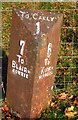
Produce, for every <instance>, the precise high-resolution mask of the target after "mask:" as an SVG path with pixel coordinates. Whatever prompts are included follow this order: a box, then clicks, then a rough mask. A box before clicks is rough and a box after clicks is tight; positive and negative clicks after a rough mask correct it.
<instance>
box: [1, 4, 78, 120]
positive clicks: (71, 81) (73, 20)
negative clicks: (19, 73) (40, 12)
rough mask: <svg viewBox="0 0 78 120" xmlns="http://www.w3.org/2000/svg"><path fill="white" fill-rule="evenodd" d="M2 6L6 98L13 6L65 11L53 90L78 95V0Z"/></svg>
mask: <svg viewBox="0 0 78 120" xmlns="http://www.w3.org/2000/svg"><path fill="white" fill-rule="evenodd" d="M1 7H2V8H1V12H2V60H3V62H2V82H3V88H4V89H3V98H5V97H6V85H7V81H6V80H7V65H8V56H9V41H10V28H11V20H12V9H14V8H19V9H32V10H47V11H52V12H58V13H62V14H63V24H62V27H61V41H60V51H59V55H58V63H57V68H56V69H57V74H56V77H55V87H54V90H53V91H54V94H56V95H58V93H62V92H65V93H68V94H69V95H70V96H71V95H74V96H78V2H29V3H28V2H25V3H24V2H5V3H2V6H1ZM59 120H60V119H59Z"/></svg>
..............................
BRIEF: Everything in the entries except the images must be copied exactly.

RESPONSE BOX:
Produce, for every <instance>, the precise high-resolution mask of the target after "mask:" as an SVG path with pixel coordinates. Whatever prompts are included follow this order: a box, then clicks, then a rough mask. A box before clicks is rough and a box after clicks is tight; positive and negative clicks after a rough mask correct it.
<instance>
box: [1, 4, 78, 120]
positive clicks: (71, 81) (73, 20)
negative clicks: (19, 73) (40, 12)
rough mask: <svg viewBox="0 0 78 120" xmlns="http://www.w3.org/2000/svg"><path fill="white" fill-rule="evenodd" d="M2 6L6 98L13 6L65 11L53 90L78 95V0Z"/></svg>
mask: <svg viewBox="0 0 78 120" xmlns="http://www.w3.org/2000/svg"><path fill="white" fill-rule="evenodd" d="M1 7H2V8H1V12H2V60H3V62H2V82H3V88H4V89H3V98H5V97H6V85H7V81H6V80H7V65H8V56H9V41H10V28H11V20H12V9H14V8H19V9H32V10H47V11H52V12H58V13H62V14H63V24H62V27H61V41H60V51H59V55H58V63H57V68H56V69H57V74H56V77H55V87H54V90H53V91H54V94H56V95H58V93H62V92H65V93H68V94H69V95H70V96H71V95H74V96H78V2H29V3H28V2H25V3H24V2H5V3H2V6H1ZM59 120H60V119H59Z"/></svg>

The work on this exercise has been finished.